[Dataset extracts labeled with boxes]

>>>>>

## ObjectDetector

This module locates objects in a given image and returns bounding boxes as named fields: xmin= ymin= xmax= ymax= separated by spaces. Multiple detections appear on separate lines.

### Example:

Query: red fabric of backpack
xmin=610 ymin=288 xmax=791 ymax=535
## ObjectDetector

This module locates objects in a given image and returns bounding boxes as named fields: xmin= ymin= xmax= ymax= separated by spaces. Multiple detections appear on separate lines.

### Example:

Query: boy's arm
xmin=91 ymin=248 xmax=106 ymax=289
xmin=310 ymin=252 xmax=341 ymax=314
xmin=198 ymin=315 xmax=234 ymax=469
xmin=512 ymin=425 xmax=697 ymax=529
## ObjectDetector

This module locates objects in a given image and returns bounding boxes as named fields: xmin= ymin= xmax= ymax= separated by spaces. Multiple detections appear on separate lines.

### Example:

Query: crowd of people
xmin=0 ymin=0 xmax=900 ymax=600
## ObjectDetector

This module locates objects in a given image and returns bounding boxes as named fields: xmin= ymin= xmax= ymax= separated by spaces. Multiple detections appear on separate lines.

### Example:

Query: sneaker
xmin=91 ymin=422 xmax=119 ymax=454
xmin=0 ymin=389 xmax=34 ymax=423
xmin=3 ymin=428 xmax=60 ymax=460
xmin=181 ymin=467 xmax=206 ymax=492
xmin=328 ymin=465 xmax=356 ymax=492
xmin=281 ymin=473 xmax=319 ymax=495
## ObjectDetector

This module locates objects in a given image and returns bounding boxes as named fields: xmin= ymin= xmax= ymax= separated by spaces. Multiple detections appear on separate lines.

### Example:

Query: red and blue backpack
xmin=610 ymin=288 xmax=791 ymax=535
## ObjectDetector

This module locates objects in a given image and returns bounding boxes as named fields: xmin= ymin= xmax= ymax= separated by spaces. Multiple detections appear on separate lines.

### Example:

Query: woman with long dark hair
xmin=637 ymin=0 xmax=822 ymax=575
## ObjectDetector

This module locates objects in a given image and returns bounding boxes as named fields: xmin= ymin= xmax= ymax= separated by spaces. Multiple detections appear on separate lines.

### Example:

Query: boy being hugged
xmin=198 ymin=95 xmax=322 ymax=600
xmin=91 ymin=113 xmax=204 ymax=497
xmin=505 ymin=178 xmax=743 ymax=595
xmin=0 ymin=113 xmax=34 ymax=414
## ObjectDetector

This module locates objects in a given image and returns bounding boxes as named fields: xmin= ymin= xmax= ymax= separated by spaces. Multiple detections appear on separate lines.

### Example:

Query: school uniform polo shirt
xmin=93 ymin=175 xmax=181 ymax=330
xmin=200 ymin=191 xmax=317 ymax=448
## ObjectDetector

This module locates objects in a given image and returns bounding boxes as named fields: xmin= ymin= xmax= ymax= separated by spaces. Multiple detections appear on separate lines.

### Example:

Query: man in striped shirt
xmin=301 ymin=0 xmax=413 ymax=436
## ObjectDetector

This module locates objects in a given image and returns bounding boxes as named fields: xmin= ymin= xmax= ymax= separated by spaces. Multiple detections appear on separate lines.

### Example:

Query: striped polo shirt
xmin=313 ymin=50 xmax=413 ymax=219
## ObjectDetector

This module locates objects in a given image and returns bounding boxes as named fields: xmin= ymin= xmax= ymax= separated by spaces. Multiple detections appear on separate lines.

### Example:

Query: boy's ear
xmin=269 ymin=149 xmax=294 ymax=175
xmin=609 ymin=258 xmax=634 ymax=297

<<<<<

Exercise directions: Pick out each line in the items above that contains the word "striped", and copy those lines. Case counts.

Result of this task:
Query: man in striped shirt
Query: striped polo shirt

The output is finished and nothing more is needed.